**JOB**. Rewrite the data from the line containing "the white led" through the line containing "x=332 y=653", swapping "white led strip" for "white light strip" and changing nothing else.

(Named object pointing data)
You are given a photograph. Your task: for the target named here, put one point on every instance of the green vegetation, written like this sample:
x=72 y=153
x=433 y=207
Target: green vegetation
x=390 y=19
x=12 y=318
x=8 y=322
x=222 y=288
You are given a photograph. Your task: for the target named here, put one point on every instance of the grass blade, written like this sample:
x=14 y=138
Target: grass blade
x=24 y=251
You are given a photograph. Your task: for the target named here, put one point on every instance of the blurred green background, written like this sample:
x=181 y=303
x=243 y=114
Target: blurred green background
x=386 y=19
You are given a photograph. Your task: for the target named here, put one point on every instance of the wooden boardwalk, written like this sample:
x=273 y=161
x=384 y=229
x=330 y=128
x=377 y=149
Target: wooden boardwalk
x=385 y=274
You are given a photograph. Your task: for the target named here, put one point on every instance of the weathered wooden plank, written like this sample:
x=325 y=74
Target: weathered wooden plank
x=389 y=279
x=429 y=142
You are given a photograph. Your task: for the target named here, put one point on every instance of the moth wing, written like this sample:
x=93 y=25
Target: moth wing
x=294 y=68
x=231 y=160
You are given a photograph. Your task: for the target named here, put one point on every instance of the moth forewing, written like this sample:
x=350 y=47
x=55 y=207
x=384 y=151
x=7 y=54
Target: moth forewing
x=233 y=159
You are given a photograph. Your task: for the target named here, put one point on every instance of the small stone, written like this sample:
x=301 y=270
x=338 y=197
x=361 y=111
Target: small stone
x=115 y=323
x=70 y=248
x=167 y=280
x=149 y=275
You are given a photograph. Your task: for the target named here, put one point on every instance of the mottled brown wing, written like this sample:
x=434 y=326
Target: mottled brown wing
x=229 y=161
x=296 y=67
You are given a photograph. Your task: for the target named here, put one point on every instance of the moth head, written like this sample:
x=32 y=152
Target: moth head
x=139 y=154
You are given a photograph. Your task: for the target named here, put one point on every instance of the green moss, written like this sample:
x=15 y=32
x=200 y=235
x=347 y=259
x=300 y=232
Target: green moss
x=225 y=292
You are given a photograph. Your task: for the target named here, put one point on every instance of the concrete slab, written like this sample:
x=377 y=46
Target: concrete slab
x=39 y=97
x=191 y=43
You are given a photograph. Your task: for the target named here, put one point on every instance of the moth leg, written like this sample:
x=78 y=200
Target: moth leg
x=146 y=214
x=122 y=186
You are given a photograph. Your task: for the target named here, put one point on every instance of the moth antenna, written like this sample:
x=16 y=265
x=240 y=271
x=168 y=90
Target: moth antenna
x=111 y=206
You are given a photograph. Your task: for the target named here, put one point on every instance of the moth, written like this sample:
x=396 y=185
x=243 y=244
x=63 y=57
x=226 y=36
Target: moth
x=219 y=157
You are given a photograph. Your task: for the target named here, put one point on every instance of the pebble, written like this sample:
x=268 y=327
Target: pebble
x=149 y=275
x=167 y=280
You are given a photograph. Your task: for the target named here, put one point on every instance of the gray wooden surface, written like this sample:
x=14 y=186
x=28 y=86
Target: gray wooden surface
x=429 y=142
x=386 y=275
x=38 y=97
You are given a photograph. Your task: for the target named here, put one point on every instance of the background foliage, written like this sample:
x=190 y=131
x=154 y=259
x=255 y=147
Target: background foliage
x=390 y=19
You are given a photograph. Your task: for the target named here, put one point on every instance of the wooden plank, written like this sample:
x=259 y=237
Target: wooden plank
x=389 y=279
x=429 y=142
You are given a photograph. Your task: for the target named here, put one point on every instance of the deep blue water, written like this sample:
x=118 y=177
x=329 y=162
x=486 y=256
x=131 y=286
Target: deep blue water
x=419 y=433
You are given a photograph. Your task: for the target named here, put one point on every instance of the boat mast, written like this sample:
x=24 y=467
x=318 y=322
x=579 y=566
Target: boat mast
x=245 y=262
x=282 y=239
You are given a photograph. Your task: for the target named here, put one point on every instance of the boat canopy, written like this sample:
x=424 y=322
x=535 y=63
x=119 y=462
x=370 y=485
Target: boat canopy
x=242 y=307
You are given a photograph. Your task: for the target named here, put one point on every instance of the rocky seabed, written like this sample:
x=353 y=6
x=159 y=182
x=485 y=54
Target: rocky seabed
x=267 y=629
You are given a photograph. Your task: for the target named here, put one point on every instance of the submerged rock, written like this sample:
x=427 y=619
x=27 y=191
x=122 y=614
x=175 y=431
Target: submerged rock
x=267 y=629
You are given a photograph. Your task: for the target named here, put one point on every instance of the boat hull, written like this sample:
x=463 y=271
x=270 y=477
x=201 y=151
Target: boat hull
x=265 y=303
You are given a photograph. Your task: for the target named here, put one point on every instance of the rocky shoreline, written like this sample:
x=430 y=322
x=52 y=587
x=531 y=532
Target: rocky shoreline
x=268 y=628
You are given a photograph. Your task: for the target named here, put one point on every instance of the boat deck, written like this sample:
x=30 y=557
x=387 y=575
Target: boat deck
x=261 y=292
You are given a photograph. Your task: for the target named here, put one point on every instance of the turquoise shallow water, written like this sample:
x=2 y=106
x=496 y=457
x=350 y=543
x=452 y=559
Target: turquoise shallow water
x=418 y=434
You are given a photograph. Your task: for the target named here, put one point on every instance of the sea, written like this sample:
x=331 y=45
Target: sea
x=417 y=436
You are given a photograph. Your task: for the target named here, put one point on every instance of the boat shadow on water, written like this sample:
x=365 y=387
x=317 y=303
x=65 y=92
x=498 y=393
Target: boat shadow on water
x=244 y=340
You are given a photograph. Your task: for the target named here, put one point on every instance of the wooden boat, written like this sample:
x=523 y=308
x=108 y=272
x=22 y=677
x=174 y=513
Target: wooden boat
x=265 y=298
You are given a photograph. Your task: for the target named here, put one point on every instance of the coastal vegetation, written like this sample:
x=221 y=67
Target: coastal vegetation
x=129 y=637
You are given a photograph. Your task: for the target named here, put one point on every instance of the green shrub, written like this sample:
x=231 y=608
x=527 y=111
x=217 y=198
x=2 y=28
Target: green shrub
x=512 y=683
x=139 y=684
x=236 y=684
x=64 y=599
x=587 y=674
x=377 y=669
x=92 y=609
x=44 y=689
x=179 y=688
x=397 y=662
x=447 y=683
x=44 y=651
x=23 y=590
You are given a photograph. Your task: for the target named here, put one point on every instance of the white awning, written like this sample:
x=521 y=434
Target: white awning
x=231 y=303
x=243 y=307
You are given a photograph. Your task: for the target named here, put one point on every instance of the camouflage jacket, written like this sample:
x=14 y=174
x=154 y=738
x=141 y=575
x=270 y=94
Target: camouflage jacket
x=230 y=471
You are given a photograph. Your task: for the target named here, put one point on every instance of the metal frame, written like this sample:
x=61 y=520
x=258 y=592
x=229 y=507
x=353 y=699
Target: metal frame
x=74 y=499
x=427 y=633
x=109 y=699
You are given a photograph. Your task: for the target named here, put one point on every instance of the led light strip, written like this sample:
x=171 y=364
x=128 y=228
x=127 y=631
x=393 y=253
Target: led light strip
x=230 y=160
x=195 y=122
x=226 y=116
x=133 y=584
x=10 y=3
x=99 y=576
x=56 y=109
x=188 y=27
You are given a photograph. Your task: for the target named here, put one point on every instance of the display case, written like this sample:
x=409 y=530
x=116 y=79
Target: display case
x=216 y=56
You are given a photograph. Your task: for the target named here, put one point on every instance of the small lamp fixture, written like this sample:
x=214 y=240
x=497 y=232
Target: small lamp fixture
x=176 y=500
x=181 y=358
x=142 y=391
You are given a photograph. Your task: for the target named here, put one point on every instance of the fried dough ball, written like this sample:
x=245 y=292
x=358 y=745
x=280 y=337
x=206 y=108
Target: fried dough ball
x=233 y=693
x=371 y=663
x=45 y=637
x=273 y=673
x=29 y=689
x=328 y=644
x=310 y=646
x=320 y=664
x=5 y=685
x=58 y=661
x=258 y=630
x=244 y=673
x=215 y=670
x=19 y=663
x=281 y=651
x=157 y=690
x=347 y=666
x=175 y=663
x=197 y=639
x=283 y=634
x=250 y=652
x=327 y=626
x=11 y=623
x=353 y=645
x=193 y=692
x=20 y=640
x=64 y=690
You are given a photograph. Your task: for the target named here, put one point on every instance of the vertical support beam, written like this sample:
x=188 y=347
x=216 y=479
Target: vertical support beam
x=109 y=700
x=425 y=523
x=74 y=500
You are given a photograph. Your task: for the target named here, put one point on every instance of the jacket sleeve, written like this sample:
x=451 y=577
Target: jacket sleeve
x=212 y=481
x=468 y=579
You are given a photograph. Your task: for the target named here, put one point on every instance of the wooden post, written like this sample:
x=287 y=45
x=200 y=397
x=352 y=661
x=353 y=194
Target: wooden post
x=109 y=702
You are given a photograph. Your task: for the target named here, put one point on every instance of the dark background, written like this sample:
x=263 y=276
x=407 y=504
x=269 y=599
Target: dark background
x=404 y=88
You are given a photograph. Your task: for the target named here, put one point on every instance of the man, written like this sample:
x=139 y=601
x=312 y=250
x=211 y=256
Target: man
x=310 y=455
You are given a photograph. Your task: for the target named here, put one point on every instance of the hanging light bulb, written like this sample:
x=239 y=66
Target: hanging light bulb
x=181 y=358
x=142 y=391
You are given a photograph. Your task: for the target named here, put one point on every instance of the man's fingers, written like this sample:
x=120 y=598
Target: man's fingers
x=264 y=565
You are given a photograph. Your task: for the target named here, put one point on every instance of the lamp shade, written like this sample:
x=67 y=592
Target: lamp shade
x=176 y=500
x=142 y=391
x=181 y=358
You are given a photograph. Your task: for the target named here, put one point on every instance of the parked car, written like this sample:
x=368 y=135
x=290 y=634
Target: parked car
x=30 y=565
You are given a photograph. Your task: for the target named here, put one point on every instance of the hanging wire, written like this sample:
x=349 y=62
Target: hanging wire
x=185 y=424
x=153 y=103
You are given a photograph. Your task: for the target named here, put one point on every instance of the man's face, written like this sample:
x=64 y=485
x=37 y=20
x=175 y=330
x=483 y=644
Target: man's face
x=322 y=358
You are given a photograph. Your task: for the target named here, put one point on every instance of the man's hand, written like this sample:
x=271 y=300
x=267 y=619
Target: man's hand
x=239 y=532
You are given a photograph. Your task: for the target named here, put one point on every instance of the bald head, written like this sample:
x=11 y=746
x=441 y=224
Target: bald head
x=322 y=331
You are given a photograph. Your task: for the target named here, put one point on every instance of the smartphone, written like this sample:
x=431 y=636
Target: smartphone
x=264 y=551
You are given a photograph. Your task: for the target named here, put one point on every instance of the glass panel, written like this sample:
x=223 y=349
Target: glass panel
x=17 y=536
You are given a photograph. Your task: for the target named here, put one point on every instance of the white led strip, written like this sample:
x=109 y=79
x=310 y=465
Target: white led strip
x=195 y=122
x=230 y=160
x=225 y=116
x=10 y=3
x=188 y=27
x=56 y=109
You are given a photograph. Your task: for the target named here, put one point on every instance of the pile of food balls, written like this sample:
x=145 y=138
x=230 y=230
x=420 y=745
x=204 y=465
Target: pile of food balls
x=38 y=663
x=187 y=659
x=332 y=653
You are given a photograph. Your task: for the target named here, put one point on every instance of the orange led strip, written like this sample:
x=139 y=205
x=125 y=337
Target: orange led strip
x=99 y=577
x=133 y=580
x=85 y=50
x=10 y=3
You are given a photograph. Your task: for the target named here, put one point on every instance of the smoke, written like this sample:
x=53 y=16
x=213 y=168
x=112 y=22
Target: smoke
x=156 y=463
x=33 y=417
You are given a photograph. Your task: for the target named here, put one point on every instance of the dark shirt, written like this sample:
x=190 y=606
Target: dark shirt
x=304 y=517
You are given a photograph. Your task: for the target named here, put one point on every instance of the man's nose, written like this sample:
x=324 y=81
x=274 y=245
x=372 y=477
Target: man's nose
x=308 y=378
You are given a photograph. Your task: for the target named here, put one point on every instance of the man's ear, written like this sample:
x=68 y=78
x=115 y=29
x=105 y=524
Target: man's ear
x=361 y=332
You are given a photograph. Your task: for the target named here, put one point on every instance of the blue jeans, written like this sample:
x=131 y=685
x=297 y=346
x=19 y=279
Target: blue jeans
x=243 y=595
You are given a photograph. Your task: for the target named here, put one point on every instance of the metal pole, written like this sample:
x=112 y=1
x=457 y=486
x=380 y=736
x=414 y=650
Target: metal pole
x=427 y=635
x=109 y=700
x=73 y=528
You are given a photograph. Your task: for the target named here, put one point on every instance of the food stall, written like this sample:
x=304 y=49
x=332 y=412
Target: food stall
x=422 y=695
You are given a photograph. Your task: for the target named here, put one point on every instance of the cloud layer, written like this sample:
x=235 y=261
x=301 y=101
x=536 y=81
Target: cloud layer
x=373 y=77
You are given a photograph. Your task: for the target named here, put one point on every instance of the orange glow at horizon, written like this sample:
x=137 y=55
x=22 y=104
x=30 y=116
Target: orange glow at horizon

**RESPONSE**.
You are given a photograph. Your task: for the target named here, put one point on every instance of the white light strip, written like this sample:
x=109 y=79
x=310 y=465
Target: white light strip
x=195 y=122
x=230 y=160
x=225 y=116
x=10 y=3
x=188 y=27
x=56 y=109
You are given a photograph. Your task: for the target named here, put one point on every instance of the pile of food balls, written like this sample:
x=145 y=138
x=230 y=230
x=420 y=745
x=204 y=465
Target: pile of food balls
x=38 y=663
x=187 y=659
x=332 y=653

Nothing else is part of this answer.